-------- Provided passage

Heerhugowaard railway station serves the towns of Heerhugowaard and Broek op Langedijk, Netherlands. The station opened on 20 December 1865 and is located on the Den Helder–Amsterdam railway and Heerhugowaard–Hoorn railway. The train services are operated by Nederlandse Spoorwegen.

The station was known as Heerhugowaard-Broek op Langedijk between 1948 and 1976. The station has 3 platforms and a station building. The previous station buildings were used between 1862 and 1967, when it was demolished, and also a building from 1967 to 1989 and is now being used as a snackbar.

Train services
The station is served by the following service(s):

2x per hour Intercity services Schagen - Alkmaar - Amsterdam - Utrecht - Eindhoven - Maastricht (peak hours only)

----------------

#### To-do list
- a) Decide whether each statement below agrees with the text on Heerhugowaard railway station, answering yes or no and quoting the deciding words: (i) the station opened in 1865; (ii) the station has four platforms; (iii) between 1948 and 1976 the station went by the name Heerhugowaard-Broek op Langedijk.
- b) Retype part of the text on Heerhugowaard railway station word for word. Begin at the words "Heerhugowaard railway station", and stop after "(peak hours only)".

-------- Dataset content

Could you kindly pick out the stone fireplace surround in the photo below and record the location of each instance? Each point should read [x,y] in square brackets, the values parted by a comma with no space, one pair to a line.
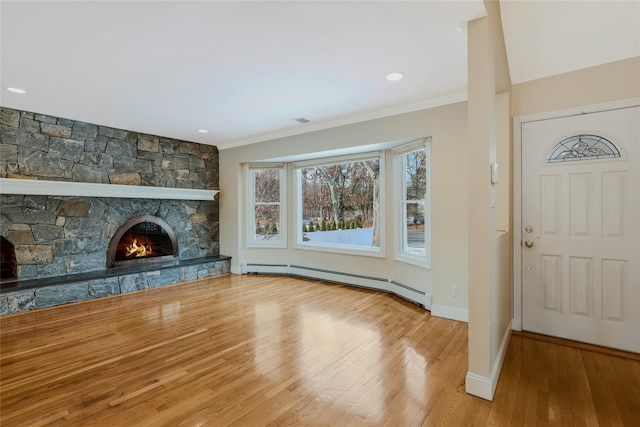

----------------

#### Problem solutions
- a)
(i) Yes: "The station opened on 20 December 1865"
(ii) No: "The station has 3 platforms"
(iii) Yes: "The station was known as Heerhugowaard-Broek op Langedijk between 1948 and 1976"

- b)
Heerhugowaard railway station serves the towns of Heerhugowaard and Broek op Langedijk, Netherlands. The station opened on 20 December 1865 and is located on the Den Helder–Amsterdam railway and Heerhugowaard–Hoorn railway. The train services are operated by Nederlandse Spoorwegen.

The station was known as Heerhugowaard-Broek op Langedijk between 1948 and 1976. The station has 3 platforms and a station building. The previous station buildings were used between 1862 and 1967, when it was demolished, and also a building from 1967 to 1989 and is now being used as a snackbar.

Train services
The station is served by the following service(s):

2x per hour Intercity services Schagen - Alkmaar - Amsterdam - Utrecht - Eindhoven - Maastricht (peak hours only)